На что решился, мы не знаем. И будь проклят Мартынов – и ныне, и присно, и во веки веков – что мы так и не узнали. Можем добавить только – этот мотив игры с судьбой в борьбе за женщину – у Лермонтова не нов. Он связан почти со всей, такой недолгой – «взрослой» биографией его. Самый нутряной мотив этого нелегкого – и в высшей степени скрытного человека.
5
Связь «Казначейши» с более поздним «Штоссом» – вроде примитивна. И вместе с тем очень сложна. Общая только основа фабулы – игра в карты на женщину.
С другой стороны – это чисто лермонтовский ход: вариаций. Вариативного мышления. Разработка одного и того же мотива – в разных регистрах, в разных жанрах. Возвращение к пройденному – только на другом витке. Главные темы следуют за ним чуть не с детства. Впрочем – почему «чуть»? Вспомнить только «Демона» и сколько он работал над ним. Все редакции, начиная с совсем детской, имели первой строкой: «Печальный демон, дух изгнанья…»
В сущности, эту верховную тему сочинений своих Лермонтов трижды написал в завершенном виде в трех главных жанрах. В поэзии, в прозе, в драматургии. «Маскарад», «Герой нашего времени», «Демон». Можно бы их вполне объединить под заголовком: «Три „демона“ Лермонтова».
Неизвестно, читал ли Лермонтов повесть Гофмана «Spilersgluck», которую сватали в источники «Штоссу» Лермонтова, но «Гофман наверняка не знал, – пишет Лотман, – о нашумевшей в Москве 1802 года истории, когда князь Александр Николаевич Голицын, мот, картежник и светский шалопай, проиграл свою жену, княгиню Марию Гавриловну (урожденную Вяземскую), одному из самых ярких московских бар – графу Льву Кирилловичу Разумовскому, известному в свете как le comte Leon, – сыну гетмана, масону, меценату… Последовавшие за этим развод княгини с мужем и второе замужество придали скандалу громкий характер» [34] . Гофман не знал, конечно, а Лермонтов знал наверняка – он был коренной москвич, и кто в московском свете не вспоминал об этом?..
34
Лотман Ю. М. Беседы о русской культуре. СПб., 1994. С. 137.
Вероятно, из этой истории и вырос сюжет «Тамбовской казначейши», чтоб после прорасти в инферналии «Штосса».

Представленный материал »

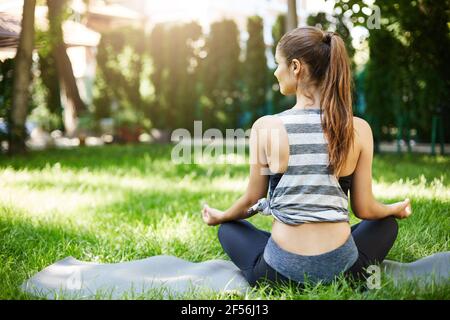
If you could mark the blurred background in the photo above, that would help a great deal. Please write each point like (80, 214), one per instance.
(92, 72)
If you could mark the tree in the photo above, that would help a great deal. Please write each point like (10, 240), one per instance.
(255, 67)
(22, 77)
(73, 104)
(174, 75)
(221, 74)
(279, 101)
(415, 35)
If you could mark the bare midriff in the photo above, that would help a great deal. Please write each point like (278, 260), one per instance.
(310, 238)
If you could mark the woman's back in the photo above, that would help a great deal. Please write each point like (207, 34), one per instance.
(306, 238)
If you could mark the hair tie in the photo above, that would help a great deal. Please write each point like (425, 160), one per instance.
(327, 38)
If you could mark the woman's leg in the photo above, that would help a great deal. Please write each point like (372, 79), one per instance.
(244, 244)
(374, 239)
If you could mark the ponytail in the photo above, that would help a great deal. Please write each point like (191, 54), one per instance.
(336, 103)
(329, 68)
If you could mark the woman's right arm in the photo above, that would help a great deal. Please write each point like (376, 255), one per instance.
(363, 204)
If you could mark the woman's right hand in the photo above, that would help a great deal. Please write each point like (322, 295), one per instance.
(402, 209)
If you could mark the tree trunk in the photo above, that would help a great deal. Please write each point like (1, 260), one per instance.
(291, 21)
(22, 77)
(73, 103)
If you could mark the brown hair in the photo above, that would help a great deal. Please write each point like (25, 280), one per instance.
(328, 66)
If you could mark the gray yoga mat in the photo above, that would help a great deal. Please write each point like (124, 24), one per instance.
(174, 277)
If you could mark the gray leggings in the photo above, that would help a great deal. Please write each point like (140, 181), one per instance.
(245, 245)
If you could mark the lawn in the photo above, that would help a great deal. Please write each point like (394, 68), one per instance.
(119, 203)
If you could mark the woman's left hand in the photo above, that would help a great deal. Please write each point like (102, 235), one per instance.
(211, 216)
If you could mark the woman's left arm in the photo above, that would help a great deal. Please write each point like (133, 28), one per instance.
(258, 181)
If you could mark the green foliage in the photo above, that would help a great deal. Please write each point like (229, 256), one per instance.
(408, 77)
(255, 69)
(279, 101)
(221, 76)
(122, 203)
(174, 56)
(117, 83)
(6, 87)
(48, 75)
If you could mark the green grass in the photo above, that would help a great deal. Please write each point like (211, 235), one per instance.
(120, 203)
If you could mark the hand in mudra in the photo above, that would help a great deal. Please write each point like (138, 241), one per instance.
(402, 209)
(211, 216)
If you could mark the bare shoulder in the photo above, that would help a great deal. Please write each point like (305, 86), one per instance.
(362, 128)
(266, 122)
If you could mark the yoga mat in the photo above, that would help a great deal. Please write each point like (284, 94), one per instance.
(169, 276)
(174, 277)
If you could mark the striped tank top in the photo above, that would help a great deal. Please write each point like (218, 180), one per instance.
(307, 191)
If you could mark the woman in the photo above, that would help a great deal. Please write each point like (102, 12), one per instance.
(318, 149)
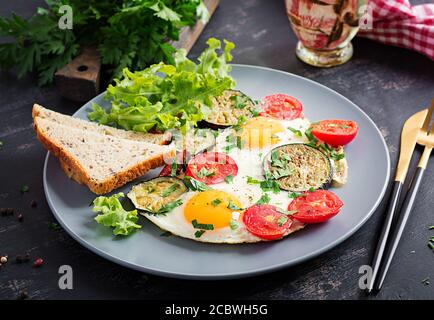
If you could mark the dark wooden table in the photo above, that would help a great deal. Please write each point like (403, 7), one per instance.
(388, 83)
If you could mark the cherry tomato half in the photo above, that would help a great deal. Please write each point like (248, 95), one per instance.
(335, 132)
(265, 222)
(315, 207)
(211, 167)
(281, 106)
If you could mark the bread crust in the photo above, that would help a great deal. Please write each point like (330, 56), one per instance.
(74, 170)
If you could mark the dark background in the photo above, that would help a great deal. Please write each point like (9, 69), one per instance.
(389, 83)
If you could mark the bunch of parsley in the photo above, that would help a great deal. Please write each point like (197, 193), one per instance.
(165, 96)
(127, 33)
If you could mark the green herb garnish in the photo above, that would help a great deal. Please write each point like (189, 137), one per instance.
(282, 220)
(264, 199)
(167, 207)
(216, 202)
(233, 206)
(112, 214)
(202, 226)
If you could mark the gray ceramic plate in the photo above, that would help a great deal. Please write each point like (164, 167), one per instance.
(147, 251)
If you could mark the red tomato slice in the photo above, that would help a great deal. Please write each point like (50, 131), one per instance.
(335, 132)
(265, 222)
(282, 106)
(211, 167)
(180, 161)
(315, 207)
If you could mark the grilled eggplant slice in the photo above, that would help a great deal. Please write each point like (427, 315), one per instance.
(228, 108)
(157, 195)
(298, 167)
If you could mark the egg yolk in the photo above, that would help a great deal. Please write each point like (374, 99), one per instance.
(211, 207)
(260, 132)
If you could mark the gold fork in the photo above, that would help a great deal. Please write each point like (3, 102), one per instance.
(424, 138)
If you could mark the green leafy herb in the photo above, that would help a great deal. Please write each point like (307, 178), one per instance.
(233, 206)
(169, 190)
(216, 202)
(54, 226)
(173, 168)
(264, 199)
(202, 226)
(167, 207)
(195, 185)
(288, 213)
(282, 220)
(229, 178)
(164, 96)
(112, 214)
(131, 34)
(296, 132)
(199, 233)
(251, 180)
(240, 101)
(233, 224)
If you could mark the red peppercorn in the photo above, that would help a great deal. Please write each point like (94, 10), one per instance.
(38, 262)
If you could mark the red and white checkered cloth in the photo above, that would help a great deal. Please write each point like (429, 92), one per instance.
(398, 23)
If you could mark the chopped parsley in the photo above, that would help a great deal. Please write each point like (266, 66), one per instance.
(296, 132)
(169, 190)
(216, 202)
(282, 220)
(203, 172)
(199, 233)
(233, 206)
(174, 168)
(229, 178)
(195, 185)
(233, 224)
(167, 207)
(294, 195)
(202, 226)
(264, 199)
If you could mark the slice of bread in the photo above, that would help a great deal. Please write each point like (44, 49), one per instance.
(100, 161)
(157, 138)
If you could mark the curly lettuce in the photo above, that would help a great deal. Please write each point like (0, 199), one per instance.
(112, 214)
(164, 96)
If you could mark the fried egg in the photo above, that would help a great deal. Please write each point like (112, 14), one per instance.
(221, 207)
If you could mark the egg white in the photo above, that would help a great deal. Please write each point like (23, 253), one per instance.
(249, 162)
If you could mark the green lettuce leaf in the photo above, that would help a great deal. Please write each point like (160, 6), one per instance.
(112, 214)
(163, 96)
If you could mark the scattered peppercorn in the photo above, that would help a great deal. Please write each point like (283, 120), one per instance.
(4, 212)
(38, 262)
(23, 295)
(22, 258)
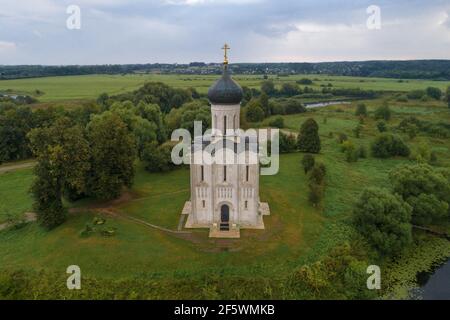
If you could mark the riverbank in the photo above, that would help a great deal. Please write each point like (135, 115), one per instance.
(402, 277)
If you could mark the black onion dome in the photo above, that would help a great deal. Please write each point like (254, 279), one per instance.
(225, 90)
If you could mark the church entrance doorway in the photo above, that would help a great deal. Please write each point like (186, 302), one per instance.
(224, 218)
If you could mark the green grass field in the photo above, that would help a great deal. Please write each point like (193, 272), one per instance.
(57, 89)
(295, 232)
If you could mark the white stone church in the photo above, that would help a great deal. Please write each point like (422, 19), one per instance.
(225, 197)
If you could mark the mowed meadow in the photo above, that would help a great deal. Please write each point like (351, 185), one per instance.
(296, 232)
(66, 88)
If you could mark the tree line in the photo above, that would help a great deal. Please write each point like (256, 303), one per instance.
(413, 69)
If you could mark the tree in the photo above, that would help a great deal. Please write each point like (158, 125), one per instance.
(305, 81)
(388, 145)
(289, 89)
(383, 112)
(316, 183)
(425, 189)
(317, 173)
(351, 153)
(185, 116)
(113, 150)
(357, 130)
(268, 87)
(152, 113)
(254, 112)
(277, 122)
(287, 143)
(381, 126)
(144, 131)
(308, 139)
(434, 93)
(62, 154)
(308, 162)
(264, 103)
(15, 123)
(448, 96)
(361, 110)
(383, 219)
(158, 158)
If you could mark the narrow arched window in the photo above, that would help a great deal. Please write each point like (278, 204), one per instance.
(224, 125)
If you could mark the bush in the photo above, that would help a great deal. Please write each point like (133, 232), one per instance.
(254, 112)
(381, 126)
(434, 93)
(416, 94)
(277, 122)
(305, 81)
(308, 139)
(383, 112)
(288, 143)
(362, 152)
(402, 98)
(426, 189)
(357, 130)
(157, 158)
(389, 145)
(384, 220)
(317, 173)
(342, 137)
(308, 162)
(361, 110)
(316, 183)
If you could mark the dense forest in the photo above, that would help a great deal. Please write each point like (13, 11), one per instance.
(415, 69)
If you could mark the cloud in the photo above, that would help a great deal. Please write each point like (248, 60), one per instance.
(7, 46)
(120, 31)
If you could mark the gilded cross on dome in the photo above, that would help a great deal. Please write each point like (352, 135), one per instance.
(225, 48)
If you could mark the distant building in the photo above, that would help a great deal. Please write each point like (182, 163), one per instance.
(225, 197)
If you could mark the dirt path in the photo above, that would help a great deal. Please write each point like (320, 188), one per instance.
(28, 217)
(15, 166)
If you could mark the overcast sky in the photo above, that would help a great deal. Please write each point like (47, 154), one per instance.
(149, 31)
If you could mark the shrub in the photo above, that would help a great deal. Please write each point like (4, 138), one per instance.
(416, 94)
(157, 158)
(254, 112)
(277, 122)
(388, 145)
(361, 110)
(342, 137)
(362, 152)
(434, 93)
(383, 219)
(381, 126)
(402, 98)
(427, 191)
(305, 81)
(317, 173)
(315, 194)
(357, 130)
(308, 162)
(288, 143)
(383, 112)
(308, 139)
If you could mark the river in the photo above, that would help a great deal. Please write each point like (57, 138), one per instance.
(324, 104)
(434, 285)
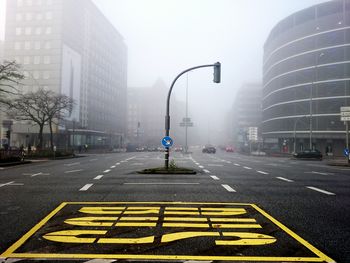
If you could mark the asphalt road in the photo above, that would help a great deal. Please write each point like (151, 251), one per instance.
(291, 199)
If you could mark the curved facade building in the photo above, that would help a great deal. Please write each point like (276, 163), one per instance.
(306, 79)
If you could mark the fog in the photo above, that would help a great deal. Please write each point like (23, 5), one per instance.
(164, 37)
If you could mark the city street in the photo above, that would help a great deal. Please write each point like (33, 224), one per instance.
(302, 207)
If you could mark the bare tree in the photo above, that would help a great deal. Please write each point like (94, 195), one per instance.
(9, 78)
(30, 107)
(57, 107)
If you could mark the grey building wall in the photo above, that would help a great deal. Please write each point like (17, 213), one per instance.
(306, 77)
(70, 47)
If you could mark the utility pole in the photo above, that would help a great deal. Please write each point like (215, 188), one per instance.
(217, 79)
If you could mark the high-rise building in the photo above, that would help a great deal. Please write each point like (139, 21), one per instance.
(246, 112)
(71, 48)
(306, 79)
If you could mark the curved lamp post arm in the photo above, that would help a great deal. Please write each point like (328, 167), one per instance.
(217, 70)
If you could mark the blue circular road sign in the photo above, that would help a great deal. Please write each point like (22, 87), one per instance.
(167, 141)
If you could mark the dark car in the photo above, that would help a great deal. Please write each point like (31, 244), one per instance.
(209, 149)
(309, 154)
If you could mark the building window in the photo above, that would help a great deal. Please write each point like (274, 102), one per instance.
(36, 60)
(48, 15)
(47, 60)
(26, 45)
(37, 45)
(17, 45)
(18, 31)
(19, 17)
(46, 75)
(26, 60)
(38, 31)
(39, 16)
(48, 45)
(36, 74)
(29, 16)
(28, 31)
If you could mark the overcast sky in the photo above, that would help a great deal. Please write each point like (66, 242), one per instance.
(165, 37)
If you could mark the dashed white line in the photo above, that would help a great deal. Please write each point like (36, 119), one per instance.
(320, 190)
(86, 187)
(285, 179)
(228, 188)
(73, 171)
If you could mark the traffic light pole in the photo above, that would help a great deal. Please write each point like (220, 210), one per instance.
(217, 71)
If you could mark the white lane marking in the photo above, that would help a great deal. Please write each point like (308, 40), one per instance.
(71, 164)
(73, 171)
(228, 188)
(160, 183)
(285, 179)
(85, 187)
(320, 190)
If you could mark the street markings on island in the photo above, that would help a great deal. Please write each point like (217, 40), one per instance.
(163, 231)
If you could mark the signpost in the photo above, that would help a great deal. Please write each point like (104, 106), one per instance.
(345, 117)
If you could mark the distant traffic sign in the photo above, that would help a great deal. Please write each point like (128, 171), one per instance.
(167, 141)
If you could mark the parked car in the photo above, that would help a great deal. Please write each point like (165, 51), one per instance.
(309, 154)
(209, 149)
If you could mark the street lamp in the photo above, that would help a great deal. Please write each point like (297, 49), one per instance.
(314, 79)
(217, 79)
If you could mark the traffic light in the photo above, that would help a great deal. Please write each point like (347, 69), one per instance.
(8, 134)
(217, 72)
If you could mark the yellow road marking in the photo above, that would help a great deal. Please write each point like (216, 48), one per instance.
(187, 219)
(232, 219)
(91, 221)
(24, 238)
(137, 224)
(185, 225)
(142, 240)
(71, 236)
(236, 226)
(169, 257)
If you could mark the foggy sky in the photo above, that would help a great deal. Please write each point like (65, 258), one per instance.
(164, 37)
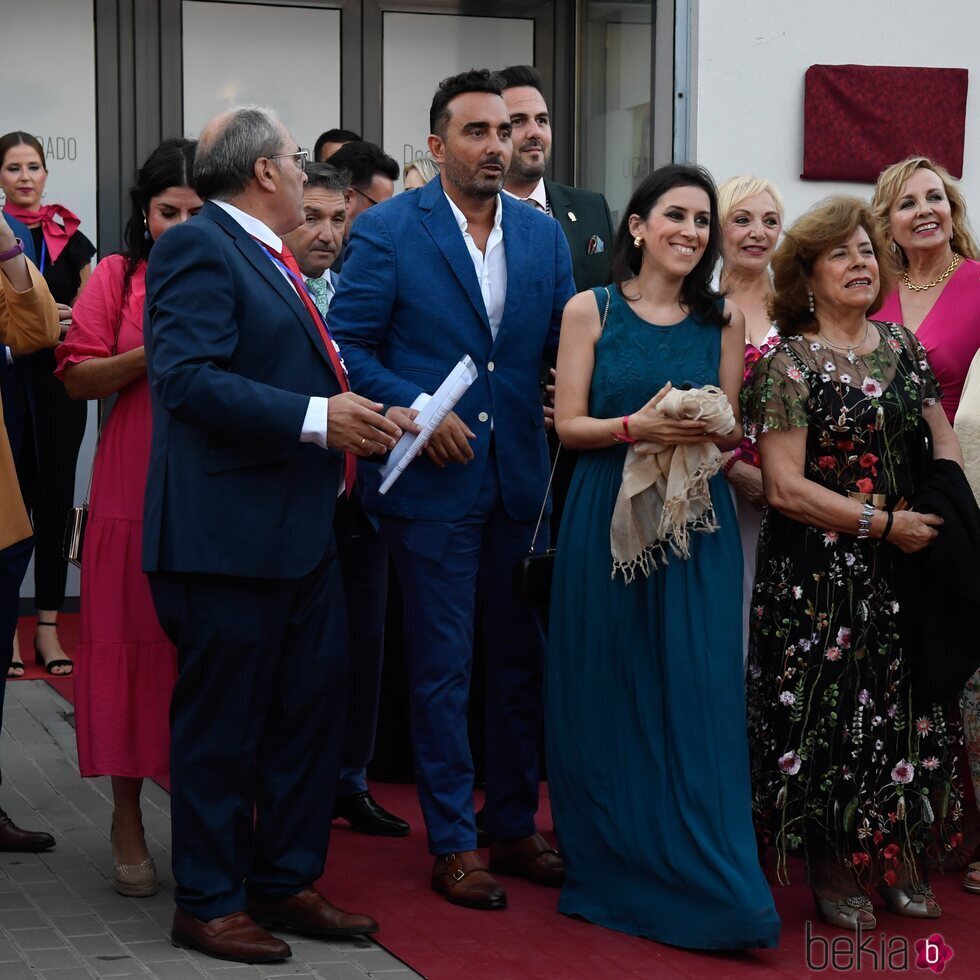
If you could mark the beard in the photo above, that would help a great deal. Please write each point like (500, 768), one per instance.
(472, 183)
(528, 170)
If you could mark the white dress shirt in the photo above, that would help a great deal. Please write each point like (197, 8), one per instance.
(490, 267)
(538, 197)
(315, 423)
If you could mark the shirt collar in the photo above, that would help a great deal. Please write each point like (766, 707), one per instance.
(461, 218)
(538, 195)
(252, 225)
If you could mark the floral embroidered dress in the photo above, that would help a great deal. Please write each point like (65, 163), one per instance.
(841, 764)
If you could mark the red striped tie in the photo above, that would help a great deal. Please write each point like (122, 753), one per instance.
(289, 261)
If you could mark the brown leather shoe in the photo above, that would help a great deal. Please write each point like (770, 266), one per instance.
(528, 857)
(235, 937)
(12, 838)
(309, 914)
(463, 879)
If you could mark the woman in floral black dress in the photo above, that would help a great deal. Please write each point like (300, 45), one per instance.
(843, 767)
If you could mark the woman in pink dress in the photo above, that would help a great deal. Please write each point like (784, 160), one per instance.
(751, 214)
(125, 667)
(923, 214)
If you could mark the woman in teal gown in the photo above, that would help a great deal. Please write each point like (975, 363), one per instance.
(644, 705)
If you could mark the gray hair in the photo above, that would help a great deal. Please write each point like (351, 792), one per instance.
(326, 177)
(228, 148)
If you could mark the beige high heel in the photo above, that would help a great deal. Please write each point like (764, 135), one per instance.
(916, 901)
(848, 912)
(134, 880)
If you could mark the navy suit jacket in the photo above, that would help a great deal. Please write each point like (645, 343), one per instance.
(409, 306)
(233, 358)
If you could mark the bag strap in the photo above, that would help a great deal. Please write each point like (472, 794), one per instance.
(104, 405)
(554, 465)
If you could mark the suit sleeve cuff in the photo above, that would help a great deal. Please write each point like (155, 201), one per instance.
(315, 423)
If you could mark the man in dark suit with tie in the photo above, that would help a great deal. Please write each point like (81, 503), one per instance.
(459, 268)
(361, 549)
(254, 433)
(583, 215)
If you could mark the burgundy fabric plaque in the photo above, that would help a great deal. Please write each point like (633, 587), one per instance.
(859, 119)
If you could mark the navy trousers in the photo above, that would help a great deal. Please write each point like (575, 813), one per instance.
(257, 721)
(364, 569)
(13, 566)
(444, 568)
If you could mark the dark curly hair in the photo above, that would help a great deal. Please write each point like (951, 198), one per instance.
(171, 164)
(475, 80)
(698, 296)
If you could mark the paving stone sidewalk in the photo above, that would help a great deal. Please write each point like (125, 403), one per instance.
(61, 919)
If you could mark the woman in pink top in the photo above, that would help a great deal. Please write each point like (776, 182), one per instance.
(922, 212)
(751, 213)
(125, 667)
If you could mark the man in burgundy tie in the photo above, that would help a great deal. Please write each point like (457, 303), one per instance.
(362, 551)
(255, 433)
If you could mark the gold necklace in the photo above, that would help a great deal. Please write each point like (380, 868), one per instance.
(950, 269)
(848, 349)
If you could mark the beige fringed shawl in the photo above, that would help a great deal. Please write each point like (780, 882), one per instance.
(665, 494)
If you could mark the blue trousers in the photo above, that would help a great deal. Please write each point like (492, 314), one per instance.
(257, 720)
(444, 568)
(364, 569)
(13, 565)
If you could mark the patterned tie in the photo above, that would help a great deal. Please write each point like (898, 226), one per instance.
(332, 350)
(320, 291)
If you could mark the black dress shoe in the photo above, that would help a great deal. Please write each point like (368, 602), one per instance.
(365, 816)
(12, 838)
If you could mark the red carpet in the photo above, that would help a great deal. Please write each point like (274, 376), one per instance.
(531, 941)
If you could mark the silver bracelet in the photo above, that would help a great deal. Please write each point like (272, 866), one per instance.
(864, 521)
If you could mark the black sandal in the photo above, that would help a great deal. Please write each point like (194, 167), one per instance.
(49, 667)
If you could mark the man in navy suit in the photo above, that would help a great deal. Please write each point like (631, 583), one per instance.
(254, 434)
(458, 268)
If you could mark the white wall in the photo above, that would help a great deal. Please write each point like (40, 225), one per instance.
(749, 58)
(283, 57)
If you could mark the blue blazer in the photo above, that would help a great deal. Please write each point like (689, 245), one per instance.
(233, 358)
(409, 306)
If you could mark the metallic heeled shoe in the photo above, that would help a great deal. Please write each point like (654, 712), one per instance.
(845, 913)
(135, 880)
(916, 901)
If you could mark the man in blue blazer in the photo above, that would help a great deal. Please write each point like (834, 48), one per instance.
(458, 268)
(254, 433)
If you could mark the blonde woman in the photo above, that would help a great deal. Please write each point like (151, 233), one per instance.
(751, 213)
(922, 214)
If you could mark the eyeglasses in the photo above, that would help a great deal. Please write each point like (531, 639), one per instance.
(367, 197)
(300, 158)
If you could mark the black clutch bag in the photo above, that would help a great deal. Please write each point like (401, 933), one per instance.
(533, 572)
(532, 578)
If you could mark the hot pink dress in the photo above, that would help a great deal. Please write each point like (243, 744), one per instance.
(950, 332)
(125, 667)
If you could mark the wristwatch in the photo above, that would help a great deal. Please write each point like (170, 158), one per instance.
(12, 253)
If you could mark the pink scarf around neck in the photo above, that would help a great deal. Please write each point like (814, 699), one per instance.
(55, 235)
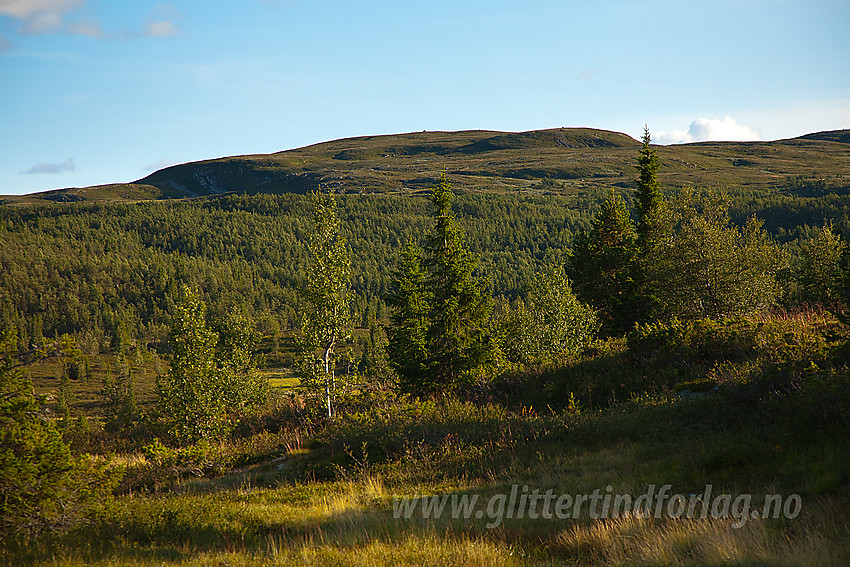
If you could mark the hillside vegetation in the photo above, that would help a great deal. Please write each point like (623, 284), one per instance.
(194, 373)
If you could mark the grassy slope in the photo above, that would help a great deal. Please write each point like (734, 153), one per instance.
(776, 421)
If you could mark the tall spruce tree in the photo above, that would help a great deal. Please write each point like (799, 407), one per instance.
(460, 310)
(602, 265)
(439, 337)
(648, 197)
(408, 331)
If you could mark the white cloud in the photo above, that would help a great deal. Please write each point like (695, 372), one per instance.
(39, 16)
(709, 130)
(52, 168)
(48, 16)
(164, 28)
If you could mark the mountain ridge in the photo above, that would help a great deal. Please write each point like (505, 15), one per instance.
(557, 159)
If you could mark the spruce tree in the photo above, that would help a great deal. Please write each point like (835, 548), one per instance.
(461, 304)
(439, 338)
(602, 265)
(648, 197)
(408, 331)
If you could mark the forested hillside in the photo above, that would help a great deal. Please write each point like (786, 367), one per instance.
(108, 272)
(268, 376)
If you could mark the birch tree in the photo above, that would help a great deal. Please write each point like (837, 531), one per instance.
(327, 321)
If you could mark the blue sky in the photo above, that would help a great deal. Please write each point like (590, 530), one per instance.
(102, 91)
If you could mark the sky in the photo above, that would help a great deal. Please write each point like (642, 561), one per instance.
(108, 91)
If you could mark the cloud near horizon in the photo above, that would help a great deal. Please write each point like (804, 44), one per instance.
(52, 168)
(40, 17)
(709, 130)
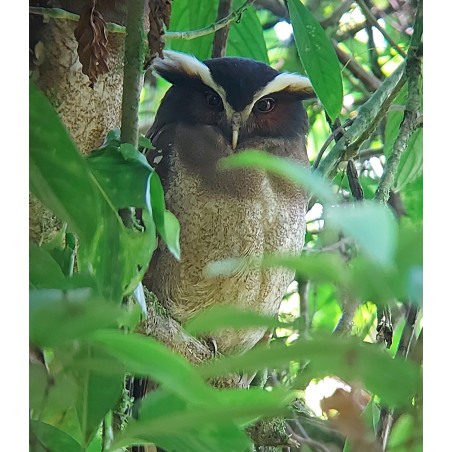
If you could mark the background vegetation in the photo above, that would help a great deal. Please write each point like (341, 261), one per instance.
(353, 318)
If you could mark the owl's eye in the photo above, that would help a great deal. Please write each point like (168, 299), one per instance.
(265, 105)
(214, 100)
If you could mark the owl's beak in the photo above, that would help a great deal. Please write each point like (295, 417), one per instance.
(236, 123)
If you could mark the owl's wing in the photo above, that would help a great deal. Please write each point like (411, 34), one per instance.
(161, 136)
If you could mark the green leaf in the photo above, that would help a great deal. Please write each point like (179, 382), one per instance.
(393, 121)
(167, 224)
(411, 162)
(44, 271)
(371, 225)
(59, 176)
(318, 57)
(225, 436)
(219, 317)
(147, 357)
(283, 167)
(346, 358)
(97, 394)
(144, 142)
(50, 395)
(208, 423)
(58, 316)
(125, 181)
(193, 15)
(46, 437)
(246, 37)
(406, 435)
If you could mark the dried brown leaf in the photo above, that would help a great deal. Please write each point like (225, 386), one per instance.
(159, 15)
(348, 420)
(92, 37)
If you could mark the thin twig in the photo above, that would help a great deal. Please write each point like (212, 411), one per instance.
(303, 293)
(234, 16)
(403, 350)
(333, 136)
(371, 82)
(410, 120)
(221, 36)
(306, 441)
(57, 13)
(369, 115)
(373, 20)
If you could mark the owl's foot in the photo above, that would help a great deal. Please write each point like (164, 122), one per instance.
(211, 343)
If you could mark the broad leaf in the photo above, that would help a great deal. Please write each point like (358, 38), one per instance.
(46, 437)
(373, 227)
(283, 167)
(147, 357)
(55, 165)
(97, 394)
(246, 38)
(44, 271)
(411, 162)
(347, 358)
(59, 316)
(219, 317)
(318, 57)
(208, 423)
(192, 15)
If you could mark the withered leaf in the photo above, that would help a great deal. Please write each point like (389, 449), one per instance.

Условие задания » Что, согласно фрагменту о Лермонтове, составляет общую основу фабулы «Казначейши» и «Штосса»?

Разбор решения » Игра в карты на женщину.